Reproduce the passage of the State v. Crosby summary below between "- Crosby contacted" and "other counts merged.", inclusive.

[DOCUMENT SEGMENT start]

State v. Crosby
2018 Ohio 3793
Ohio Ct. App.2018Background
- Defendant Gerelle Crosby arranged a drug meeting with the victim; surveillance and phone records placed Crosby in the area and communicating with the victim and a co-conspirator.
- The victim brought a friend; an unknown person entered the victim’s car and the victim followed that person into an alley, where the victim was shot and mortally wounded while his friend returned fire.
- Crosby contacted family after the shooting, told relatives to hide his involvement, admitted to some present family members that he was there but denied shooting; he lied to police and discarded a cell phone used that night.
- A jury convicted Crosby of aggravated murder under R.C. 2903.01(B) (death while committing or attempting robbery/aggravated robbery) and a three-year firearm specification; other counts merged.
- Trial court sentenced Crosby to life without parole plus three years on the firearm specification.

[DOCUMENT SEGMENT end]
[EXTRACTED RECORDS start]

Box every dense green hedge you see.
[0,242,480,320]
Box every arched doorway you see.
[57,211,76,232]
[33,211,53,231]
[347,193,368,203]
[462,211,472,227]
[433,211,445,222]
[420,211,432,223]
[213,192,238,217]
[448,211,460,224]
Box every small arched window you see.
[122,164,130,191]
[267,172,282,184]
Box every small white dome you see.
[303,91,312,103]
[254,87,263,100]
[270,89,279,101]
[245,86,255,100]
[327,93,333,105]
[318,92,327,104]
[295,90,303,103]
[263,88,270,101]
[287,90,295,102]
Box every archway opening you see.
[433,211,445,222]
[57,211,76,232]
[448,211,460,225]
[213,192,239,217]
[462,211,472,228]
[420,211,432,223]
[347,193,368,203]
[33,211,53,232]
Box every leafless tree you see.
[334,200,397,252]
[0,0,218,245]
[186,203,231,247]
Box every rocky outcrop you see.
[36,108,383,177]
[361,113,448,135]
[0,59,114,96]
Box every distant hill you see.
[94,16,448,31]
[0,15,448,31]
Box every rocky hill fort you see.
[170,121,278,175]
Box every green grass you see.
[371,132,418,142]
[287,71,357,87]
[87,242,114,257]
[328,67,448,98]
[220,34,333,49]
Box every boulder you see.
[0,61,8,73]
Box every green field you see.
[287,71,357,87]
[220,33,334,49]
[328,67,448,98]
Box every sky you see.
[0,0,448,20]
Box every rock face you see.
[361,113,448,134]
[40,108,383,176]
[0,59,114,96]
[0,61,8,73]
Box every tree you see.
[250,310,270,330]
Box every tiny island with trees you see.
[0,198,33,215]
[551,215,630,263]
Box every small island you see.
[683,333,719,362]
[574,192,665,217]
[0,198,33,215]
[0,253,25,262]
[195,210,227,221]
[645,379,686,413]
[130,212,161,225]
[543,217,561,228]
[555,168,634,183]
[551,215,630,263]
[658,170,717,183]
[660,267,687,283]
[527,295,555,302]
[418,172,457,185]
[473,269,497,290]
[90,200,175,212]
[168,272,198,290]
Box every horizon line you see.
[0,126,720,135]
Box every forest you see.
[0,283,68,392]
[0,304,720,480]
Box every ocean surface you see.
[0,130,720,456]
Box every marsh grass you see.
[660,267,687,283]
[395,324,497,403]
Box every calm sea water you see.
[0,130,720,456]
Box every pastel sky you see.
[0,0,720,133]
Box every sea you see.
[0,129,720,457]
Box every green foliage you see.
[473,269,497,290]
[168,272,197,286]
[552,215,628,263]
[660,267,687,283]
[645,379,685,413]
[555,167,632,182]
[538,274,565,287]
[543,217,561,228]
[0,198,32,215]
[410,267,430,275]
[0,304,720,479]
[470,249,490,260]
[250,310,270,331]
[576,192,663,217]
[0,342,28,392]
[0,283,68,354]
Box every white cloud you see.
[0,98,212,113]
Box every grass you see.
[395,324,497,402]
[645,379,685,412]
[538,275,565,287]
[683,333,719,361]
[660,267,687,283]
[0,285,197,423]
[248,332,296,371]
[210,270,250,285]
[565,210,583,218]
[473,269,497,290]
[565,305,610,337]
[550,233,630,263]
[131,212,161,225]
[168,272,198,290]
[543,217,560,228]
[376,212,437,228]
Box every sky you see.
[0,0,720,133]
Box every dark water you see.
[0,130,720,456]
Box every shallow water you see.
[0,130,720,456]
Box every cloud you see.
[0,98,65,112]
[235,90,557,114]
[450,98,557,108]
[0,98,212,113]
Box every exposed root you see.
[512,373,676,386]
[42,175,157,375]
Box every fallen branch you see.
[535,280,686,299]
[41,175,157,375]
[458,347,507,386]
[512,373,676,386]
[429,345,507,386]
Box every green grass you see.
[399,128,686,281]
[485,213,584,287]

[EXTRACTED RECORDS end]

> ANSWER FOR THIS EXERCISE:
- Crosby contacted family after the shooting, told relatives to hide his involvement, admitted to some present family members that he was there but denied shooting; he lied to police and discarded a cell phone used that night.
- A jury convicted Crosby of aggravated murder under R.C. 2903.01(B) (death while committing or attempting robbery/aggravated robbery) and a three-year firearm specification; other counts merged.